**QUOTED PASSAGE**
BEGIN

Member of the New York State Assembly from the 46th district
- In office November 15, 2018 – December 31, 2022
- Preceded by: Pamela Harris
- Succeeded by: Alec Brook-Krasny

Personal details
- Born: December 1, 1977 (age 48) Brooklyn, New York
- Party: Democratic
- Website: Assembly website

= Mathylde Frontus =

American politician

Mathylde Frontus (born December 1, 1977) is an American politician. A Democrat, Frontus represented the 46th district in the New York State Assembly. Her district includes portions of southern Brooklyn, including Coney Island, Brighton Beach, Bay Ridge, and Dyker Heights.

As of 2023, Frontus remains the only person since Adele Cohen, who retired in 2006, to have represented the 46th State Assembly District and not have faced criminal charges.

== Early life and education ==
Born December 1, 1977 in Brooklyn, Frontus is the daughter of Haitian immigrants. Frontus is a graduate of New York University, Teachers College, Columbia University, and Harvard Divinity School.

END

**EXTRACTED RECORDS**
BEGIN

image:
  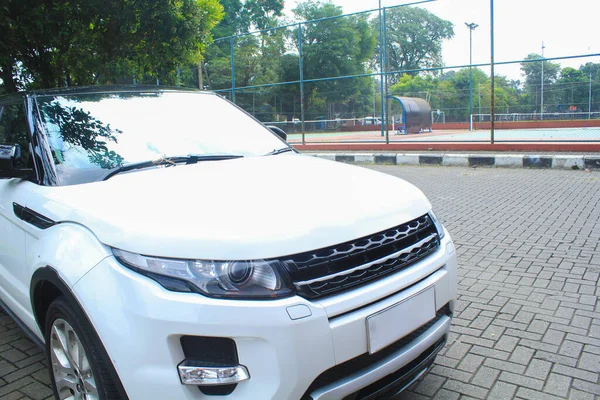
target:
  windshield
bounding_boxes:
[37,92,285,185]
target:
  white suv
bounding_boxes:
[0,87,456,400]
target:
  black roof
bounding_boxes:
[0,85,208,104]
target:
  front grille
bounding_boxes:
[303,304,452,399]
[281,214,440,299]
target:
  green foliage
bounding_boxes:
[372,6,454,83]
[0,0,223,91]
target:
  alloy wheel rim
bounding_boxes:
[50,318,99,400]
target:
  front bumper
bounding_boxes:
[74,235,456,400]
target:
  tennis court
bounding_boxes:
[288,127,600,144]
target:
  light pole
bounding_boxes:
[588,70,592,119]
[540,42,546,119]
[465,22,479,131]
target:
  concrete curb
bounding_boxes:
[306,152,600,170]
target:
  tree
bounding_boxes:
[373,6,454,83]
[0,0,222,91]
[293,1,376,119]
[521,53,560,112]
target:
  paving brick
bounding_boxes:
[471,366,500,389]
[577,352,600,373]
[458,354,484,373]
[542,329,565,346]
[517,387,562,400]
[444,379,488,399]
[544,373,572,397]
[558,340,583,358]
[487,381,517,400]
[573,379,600,396]
[525,358,552,380]
[552,364,598,383]
[498,371,544,391]
[414,374,446,397]
[508,346,535,365]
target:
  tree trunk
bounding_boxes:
[0,61,18,93]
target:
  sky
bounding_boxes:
[286,0,600,80]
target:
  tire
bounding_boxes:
[44,297,127,400]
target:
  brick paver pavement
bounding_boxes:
[0,166,600,400]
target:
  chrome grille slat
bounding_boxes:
[282,214,439,299]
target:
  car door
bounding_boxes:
[0,99,36,322]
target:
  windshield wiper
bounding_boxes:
[266,147,295,156]
[99,154,244,181]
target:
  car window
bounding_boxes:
[0,103,29,167]
[37,92,285,185]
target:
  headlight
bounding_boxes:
[429,211,446,240]
[113,249,293,299]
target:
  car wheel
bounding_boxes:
[45,297,122,400]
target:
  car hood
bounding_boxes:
[30,153,431,260]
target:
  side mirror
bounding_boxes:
[0,144,33,178]
[267,125,287,142]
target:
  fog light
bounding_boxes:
[177,361,250,386]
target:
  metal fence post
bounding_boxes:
[381,7,390,144]
[229,36,235,103]
[379,0,385,137]
[298,24,306,144]
[490,0,496,144]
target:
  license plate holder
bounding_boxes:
[366,286,435,354]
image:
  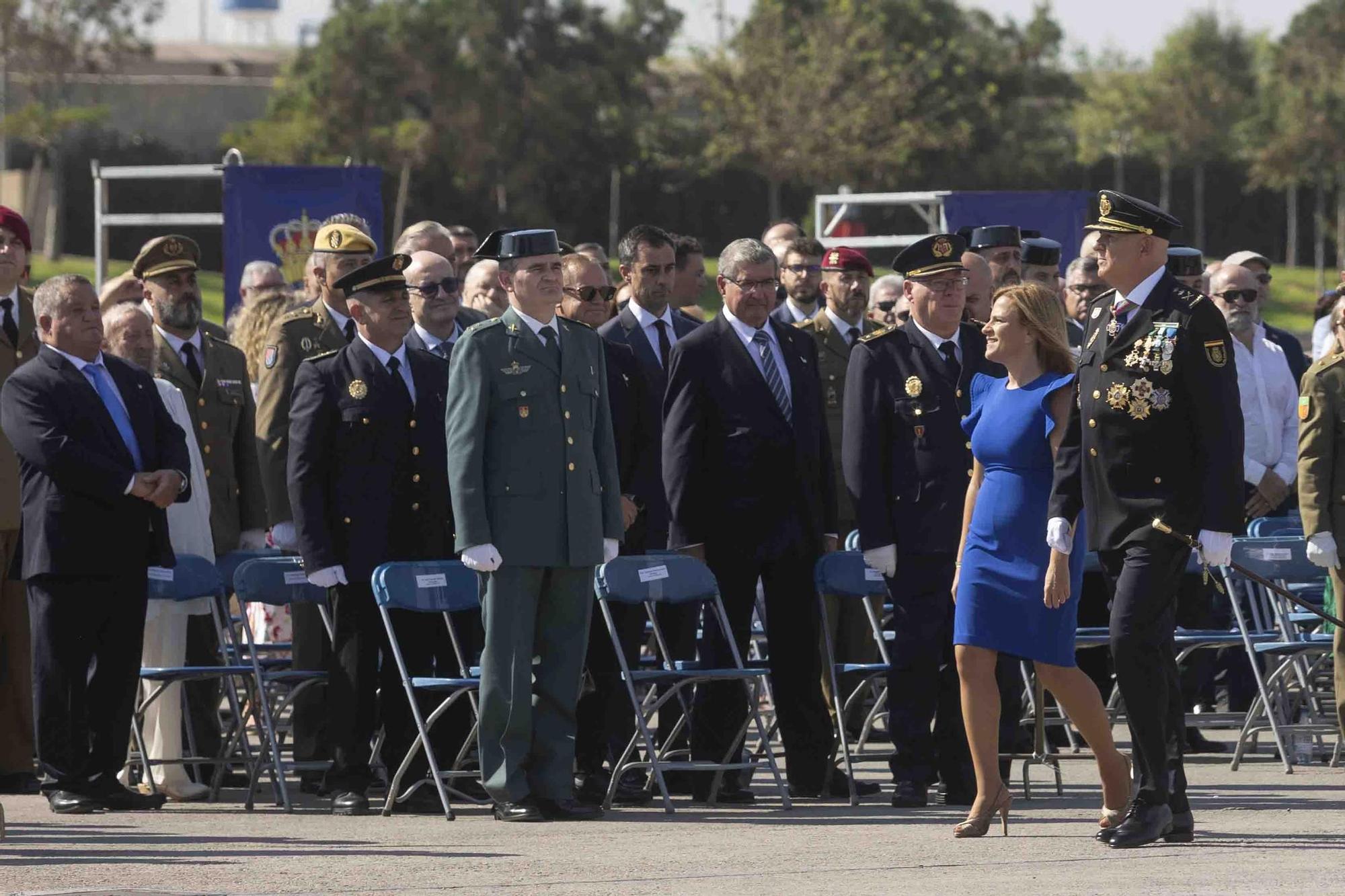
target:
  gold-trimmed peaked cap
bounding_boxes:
[1084,190,1181,239]
[313,225,378,255]
[892,233,967,277]
[130,233,200,280]
[332,254,412,296]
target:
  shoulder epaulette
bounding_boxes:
[859,324,897,341]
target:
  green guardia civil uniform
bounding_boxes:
[445,231,623,802]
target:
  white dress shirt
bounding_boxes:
[907,315,962,364]
[721,305,794,402]
[625,298,677,364]
[355,329,416,407]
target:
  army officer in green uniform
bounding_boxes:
[445,230,623,821]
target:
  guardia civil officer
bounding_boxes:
[288,254,453,815]
[842,234,1017,806]
[445,230,623,821]
[1046,190,1243,849]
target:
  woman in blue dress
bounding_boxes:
[952,284,1130,837]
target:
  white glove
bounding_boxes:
[1046,517,1075,555]
[308,567,350,588]
[238,529,266,551]
[270,520,299,551]
[1198,529,1233,567]
[1307,532,1341,569]
[463,545,504,572]
[863,545,897,579]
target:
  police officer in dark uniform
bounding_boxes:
[842,234,1017,806]
[288,254,453,815]
[1046,190,1243,849]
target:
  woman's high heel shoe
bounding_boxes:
[952,784,1013,837]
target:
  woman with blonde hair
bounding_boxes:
[952,284,1130,837]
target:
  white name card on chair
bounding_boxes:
[638,565,668,581]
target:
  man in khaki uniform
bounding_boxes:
[0,206,38,794]
[1298,289,1345,737]
[257,222,378,792]
[795,246,882,735]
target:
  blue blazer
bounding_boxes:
[0,345,191,579]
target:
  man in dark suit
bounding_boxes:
[1046,190,1244,849]
[289,255,456,815]
[842,234,1017,807]
[0,274,190,813]
[597,225,701,791]
[404,250,486,360]
[663,239,849,803]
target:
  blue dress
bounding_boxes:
[952,372,1085,666]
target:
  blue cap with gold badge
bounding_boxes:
[892,233,967,277]
[1084,190,1181,239]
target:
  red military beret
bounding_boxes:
[0,206,32,251]
[822,246,873,277]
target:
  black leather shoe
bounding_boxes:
[47,790,102,815]
[1106,803,1173,849]
[332,790,369,815]
[892,780,929,809]
[0,772,42,797]
[537,798,603,821]
[495,798,546,821]
[1186,728,1233,754]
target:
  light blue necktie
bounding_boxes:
[752,329,794,423]
[85,363,145,470]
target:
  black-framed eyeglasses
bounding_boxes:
[406,277,463,298]
[561,286,616,301]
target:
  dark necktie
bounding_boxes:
[387,358,416,407]
[654,320,672,367]
[939,339,962,383]
[0,298,19,348]
[182,341,200,389]
[538,324,561,370]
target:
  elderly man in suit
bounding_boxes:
[663,239,866,803]
[0,274,190,813]
[0,206,39,794]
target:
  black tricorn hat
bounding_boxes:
[472,227,561,261]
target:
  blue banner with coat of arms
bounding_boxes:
[223,165,383,316]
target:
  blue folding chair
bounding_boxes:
[812,551,892,806]
[229,556,332,813]
[126,555,262,802]
[371,560,482,821]
[593,555,792,814]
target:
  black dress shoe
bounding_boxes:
[332,790,369,815]
[1104,803,1173,849]
[47,790,102,815]
[1186,728,1233,754]
[537,798,603,821]
[0,772,42,797]
[495,798,546,821]
[892,780,929,809]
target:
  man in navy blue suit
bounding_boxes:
[0,274,190,813]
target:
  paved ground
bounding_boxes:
[0,731,1345,896]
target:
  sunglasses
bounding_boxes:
[561,286,616,301]
[406,277,461,298]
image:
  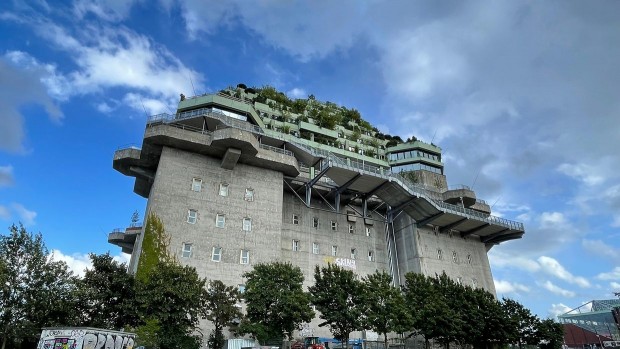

END

**BRIEF A**
Reproduce the part of the Mathylde Frontus article from "As of 2023, Frontus" up to and including "faced criminal charges.".
**BRIEF B**
Supply the next part of the article on Mathylde Frontus, starting after its last sentence.

**RESPONSE A**
As of 2023, Frontus remains the only person since Adele Cohen, who retired in 2006, to have represented the 46th State Assembly District and not have faced criminal charges.

**RESPONSE B**
== Career ==
Prior to holding elected office, Frontus was well known as a community organizer in southwestern Brooklyn, and notably founded the Urban Neighborhood Services. She received the Characters Unite Award from NBCUniversal for her work in 2014.

=== New York State Assembly ===
In 2018, Assembly member Pamela Harris resigned her seat after allegations of fraud led to an 11-count indictment. Soon afterward, Frontus announced her candidacy for the open seat, and then won the Democratic primary election over Ethan Lustig-Elgrably by only 51 votes. In the general election, Frontus defeated Republican Steven Saperstein with 56% of the vote.

In March 2020, Frontus fired a member of her staff, Marilyn Franks, a receptionist in Frontus’ Coney Island district office, after Franks shared a message on Facebook that urged patrons to avoid Chinese restaurants and businesses during the COVID-19 pandemic. Frontus was reelected in the November 2020 election. In November 2022, Frontus lost reelection to Alec Brook-Krasny by 806 votes.